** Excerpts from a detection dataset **
>> START

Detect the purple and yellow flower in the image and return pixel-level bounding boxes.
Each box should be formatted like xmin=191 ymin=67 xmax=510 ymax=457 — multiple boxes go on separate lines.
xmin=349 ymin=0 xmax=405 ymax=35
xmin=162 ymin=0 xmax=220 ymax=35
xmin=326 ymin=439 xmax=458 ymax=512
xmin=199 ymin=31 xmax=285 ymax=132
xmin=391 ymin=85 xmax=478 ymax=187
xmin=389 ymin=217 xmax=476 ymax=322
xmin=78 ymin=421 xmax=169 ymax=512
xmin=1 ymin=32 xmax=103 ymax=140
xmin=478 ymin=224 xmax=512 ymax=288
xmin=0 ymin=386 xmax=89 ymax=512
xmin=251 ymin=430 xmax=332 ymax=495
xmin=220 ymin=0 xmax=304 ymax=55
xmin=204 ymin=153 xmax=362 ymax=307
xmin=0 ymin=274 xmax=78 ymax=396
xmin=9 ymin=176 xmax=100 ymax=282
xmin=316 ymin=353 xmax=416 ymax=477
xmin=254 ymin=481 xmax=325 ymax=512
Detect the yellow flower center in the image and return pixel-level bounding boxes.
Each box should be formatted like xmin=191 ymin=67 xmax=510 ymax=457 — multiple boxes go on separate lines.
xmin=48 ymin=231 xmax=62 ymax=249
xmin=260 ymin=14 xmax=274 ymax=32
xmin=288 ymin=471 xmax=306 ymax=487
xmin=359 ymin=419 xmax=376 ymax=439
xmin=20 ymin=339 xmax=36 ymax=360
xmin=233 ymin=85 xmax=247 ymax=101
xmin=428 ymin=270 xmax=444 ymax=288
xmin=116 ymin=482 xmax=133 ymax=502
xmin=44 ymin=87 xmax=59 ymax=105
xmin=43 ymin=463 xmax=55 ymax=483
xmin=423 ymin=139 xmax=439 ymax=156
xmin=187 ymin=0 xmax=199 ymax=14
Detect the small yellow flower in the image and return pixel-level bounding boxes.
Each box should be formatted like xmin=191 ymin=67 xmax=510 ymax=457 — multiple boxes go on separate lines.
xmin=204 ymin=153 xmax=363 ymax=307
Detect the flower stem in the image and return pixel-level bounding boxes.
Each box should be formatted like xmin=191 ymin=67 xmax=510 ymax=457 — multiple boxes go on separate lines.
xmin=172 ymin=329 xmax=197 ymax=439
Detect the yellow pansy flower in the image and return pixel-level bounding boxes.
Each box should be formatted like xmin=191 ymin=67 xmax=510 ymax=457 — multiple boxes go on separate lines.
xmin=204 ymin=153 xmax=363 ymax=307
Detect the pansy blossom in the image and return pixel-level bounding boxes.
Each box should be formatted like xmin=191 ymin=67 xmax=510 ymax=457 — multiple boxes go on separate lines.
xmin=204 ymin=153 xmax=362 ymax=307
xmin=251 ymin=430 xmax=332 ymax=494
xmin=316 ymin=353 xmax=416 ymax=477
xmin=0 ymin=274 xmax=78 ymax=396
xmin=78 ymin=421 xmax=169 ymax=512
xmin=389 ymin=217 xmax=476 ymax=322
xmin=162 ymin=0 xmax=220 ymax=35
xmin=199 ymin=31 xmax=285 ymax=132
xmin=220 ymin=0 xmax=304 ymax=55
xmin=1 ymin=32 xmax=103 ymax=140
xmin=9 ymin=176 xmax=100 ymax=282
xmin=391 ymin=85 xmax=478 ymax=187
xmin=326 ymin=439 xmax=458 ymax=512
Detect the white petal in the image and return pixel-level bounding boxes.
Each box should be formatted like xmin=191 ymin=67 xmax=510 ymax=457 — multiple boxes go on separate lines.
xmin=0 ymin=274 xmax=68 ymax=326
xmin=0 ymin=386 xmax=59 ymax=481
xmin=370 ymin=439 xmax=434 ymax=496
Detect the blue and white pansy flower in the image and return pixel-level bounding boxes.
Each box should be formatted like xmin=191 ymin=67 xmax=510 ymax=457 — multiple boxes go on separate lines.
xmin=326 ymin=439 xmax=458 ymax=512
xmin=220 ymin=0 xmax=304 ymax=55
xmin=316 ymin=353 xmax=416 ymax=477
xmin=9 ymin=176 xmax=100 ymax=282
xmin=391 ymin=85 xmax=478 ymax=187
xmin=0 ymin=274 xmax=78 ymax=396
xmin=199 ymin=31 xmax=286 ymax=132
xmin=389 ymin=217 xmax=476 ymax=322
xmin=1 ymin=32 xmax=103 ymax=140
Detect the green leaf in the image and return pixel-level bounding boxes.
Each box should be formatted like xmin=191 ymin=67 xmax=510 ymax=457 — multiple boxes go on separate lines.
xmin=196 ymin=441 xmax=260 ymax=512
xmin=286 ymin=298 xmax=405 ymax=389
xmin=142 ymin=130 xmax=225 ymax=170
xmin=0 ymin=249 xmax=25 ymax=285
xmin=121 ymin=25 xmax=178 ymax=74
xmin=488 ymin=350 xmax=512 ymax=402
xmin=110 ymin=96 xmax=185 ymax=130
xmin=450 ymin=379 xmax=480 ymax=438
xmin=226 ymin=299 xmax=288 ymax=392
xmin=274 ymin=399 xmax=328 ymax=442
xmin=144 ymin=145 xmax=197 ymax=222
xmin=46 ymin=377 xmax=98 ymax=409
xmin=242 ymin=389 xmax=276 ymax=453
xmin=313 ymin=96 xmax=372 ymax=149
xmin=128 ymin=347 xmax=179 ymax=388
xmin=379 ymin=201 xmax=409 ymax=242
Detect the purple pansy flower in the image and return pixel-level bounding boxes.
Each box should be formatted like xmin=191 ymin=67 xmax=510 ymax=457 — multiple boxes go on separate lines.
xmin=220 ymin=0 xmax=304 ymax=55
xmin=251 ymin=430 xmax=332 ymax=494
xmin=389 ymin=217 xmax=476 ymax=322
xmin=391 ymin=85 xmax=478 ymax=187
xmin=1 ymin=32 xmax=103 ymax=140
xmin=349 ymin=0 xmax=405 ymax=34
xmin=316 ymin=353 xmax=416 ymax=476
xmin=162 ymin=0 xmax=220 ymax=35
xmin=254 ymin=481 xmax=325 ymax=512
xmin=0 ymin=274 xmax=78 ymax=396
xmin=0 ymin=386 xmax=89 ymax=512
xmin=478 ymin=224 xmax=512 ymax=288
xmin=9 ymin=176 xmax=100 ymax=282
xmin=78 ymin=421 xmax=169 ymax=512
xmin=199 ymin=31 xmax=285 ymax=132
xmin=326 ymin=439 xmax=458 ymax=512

>> END

** Do this **
Convert the records above into a JSON list of strings, one string per line, leaving out blank lines.

** Output for this exercise **
[
  "Detect the purple and yellow flower in the image and return pixel-level bounding boxes.",
  "Each box should be formatted like xmin=191 ymin=67 xmax=510 ymax=457 — multiple boxes go on separate lines.",
  "xmin=349 ymin=0 xmax=405 ymax=35",
  "xmin=162 ymin=0 xmax=220 ymax=35",
  "xmin=326 ymin=439 xmax=458 ymax=512",
  "xmin=199 ymin=31 xmax=285 ymax=132",
  "xmin=391 ymin=85 xmax=478 ymax=187",
  "xmin=389 ymin=217 xmax=476 ymax=322",
  "xmin=78 ymin=421 xmax=169 ymax=512",
  "xmin=1 ymin=32 xmax=103 ymax=140",
  "xmin=478 ymin=224 xmax=512 ymax=288",
  "xmin=0 ymin=386 xmax=89 ymax=512",
  "xmin=251 ymin=430 xmax=332 ymax=495",
  "xmin=220 ymin=0 xmax=304 ymax=55",
  "xmin=204 ymin=153 xmax=362 ymax=307",
  "xmin=0 ymin=274 xmax=78 ymax=396",
  "xmin=9 ymin=176 xmax=100 ymax=282",
  "xmin=316 ymin=353 xmax=416 ymax=477",
  "xmin=254 ymin=481 xmax=325 ymax=512",
  "Detect the yellow flower center in the image and return pixel-level bounding boxes.",
  "Each box should be formatted like xmin=191 ymin=67 xmax=510 ymax=457 — multiple boxes go on separate lines.",
  "xmin=48 ymin=231 xmax=62 ymax=249",
  "xmin=260 ymin=14 xmax=274 ymax=32",
  "xmin=288 ymin=471 xmax=306 ymax=487",
  "xmin=359 ymin=419 xmax=376 ymax=439",
  "xmin=20 ymin=339 xmax=36 ymax=360",
  "xmin=233 ymin=85 xmax=247 ymax=101",
  "xmin=428 ymin=270 xmax=444 ymax=288",
  "xmin=116 ymin=482 xmax=133 ymax=502",
  "xmin=44 ymin=87 xmax=59 ymax=105",
  "xmin=43 ymin=463 xmax=55 ymax=483",
  "xmin=423 ymin=139 xmax=439 ymax=156",
  "xmin=187 ymin=0 xmax=199 ymax=14",
  "Detect the small yellow flower in the image and return pixel-level bounding boxes.",
  "Each box should be formatted like xmin=191 ymin=67 xmax=510 ymax=457 — multiple boxes go on separate lines.",
  "xmin=204 ymin=153 xmax=363 ymax=307",
  "Detect the flower stem in the image and return pixel-level bounding boxes.",
  "Each box should be formatted like xmin=191 ymin=67 xmax=510 ymax=457 — multiple boxes go on separate lines.",
  "xmin=172 ymin=329 xmax=197 ymax=439",
  "Detect the yellow pansy flower in the image and return pixel-level bounding boxes.",
  "Each box should be formatted like xmin=191 ymin=67 xmax=510 ymax=457 — multiple boxes go on separate lines.",
  "xmin=204 ymin=153 xmax=363 ymax=307",
  "Detect the pansy blossom in the image and return pixel-level bounding boxes.",
  "Each box should be formatted like xmin=191 ymin=67 xmax=510 ymax=457 — multiple boxes go on separate lines.",
  "xmin=204 ymin=153 xmax=362 ymax=307",
  "xmin=251 ymin=430 xmax=332 ymax=494",
  "xmin=316 ymin=353 xmax=416 ymax=477",
  "xmin=0 ymin=274 xmax=78 ymax=396",
  "xmin=78 ymin=421 xmax=169 ymax=512",
  "xmin=389 ymin=217 xmax=476 ymax=322",
  "xmin=162 ymin=0 xmax=220 ymax=35",
  "xmin=199 ymin=31 xmax=285 ymax=132",
  "xmin=220 ymin=0 xmax=304 ymax=55",
  "xmin=1 ymin=32 xmax=103 ymax=140",
  "xmin=9 ymin=176 xmax=100 ymax=282",
  "xmin=391 ymin=85 xmax=478 ymax=187",
  "xmin=326 ymin=439 xmax=458 ymax=512",
  "Detect the white petal in the image and return pixel-level bounding boxes.",
  "Each box should be formatted like xmin=191 ymin=67 xmax=510 ymax=457 — multiple boxes go on separate lines.",
  "xmin=0 ymin=274 xmax=68 ymax=326",
  "xmin=0 ymin=386 xmax=59 ymax=481",
  "xmin=370 ymin=439 xmax=434 ymax=496",
  "Detect the blue and white pansy flower in the image and return pixel-level bounding boxes.",
  "Each box should be formatted like xmin=191 ymin=67 xmax=510 ymax=457 — multiple boxes go on separate lines.",
  "xmin=326 ymin=439 xmax=458 ymax=512",
  "xmin=220 ymin=0 xmax=304 ymax=55",
  "xmin=316 ymin=353 xmax=416 ymax=477",
  "xmin=9 ymin=176 xmax=100 ymax=282",
  "xmin=391 ymin=85 xmax=478 ymax=187",
  "xmin=0 ymin=274 xmax=78 ymax=396",
  "xmin=199 ymin=31 xmax=286 ymax=132",
  "xmin=389 ymin=217 xmax=476 ymax=322",
  "xmin=1 ymin=32 xmax=103 ymax=140",
  "Detect the green leaf in the image and return pixel-level bounding boxes.",
  "Each box should be formatted like xmin=191 ymin=67 xmax=510 ymax=457 — multiple boxes go on separate lines.",
  "xmin=196 ymin=441 xmax=260 ymax=512",
  "xmin=286 ymin=298 xmax=405 ymax=389",
  "xmin=142 ymin=130 xmax=225 ymax=170",
  "xmin=0 ymin=249 xmax=25 ymax=285",
  "xmin=121 ymin=25 xmax=178 ymax=74",
  "xmin=488 ymin=350 xmax=512 ymax=402",
  "xmin=110 ymin=96 xmax=185 ymax=130",
  "xmin=450 ymin=379 xmax=480 ymax=438",
  "xmin=226 ymin=299 xmax=288 ymax=392",
  "xmin=274 ymin=399 xmax=328 ymax=442",
  "xmin=144 ymin=145 xmax=197 ymax=222",
  "xmin=46 ymin=377 xmax=98 ymax=409",
  "xmin=242 ymin=389 xmax=276 ymax=453",
  "xmin=313 ymin=96 xmax=372 ymax=149",
  "xmin=128 ymin=347 xmax=179 ymax=388",
  "xmin=379 ymin=201 xmax=409 ymax=242",
  "Detect the purple pansy flower in the image and return pixel-level bounding boxes.",
  "Each box should be formatted like xmin=191 ymin=67 xmax=510 ymax=457 — multiple boxes go on separate lines.",
  "xmin=220 ymin=0 xmax=304 ymax=55",
  "xmin=251 ymin=430 xmax=332 ymax=494",
  "xmin=389 ymin=217 xmax=476 ymax=322",
  "xmin=391 ymin=85 xmax=478 ymax=187",
  "xmin=1 ymin=32 xmax=103 ymax=140",
  "xmin=349 ymin=0 xmax=405 ymax=34",
  "xmin=316 ymin=353 xmax=416 ymax=476",
  "xmin=162 ymin=0 xmax=220 ymax=35",
  "xmin=254 ymin=481 xmax=325 ymax=512",
  "xmin=0 ymin=274 xmax=78 ymax=396",
  "xmin=0 ymin=386 xmax=89 ymax=512",
  "xmin=478 ymin=224 xmax=512 ymax=288",
  "xmin=9 ymin=176 xmax=100 ymax=282",
  "xmin=78 ymin=421 xmax=169 ymax=512",
  "xmin=199 ymin=31 xmax=285 ymax=132",
  "xmin=326 ymin=439 xmax=458 ymax=512"
]